__Problems to work on__.
A – What is the name of the specification that PubChem recently published, according to the abstract?
B – Write out the part of the abstract that opens with the words containing "Poster presentation |" and closes with "number: P26 (2008)".

__Passage for review__.
◇ ◇ ◇ ◇ ◇ ◇ ◇
Poster presentation | Open | Published:
A virtual file system for the PubChem chemical structure and bioassay database
Chemistry Central Journalvolume 2, Article number: P26 (2008)
The PubChem chemical structure and bioassay database (http://pubchem.ncbi.nlm.nih.gov) has established itself as one of the premier information sources for chemical structures and assay data accessible via the Internet. PubChem provides a convenient interactive Web interface for the execution and result display of standard structure and text-based queries. However, the capabilities for formulating complex queries, and to access and download specific data sets, are limited. Because of the necessity to integrate PubChem into the existing Entrez framework, instead of designing a new streamlined interface for handling its peculiar data content, in many cases queries are awkward to set up and execute if they become more complex.
Recently, PubChem has published a specification for its Power User Gateway (PUG). This interface allows enterprising users to retrieve selected PubChem data via an XML-based Web service. The text-oriented cluster of Entrez databases has been accessible for a long time via similarly structured access modules termed Eutils. Eutils also support access to the text components of the PubChem deposition structure and standardized compound databases. Finally, individual record downloads and similar operations are possible via creatively crafted Web URLs, mimicking those encountered in interactive sessions.
◇ ◇ ◇ ◇ ◇ ◇ ◇
__Given data__.
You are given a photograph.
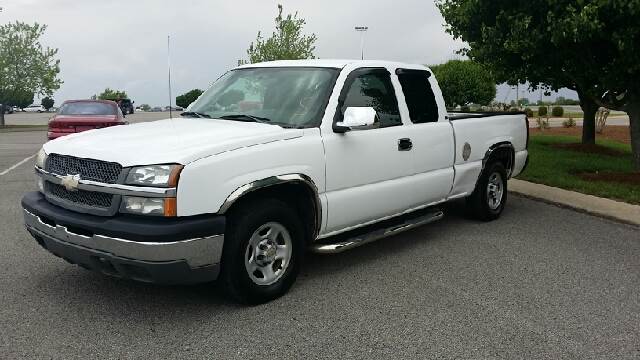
◇ ◇ ◇ ◇ ◇ ◇ ◇
__Answers to this exercise__.
A – The Power User Gateway (PUG).

B –
Poster presentation | Open | Published:
A virtual file system for the PubChem chemical structure and bioassay database
Chemistry Central Journalvolume 2, Article number: P26 (2008)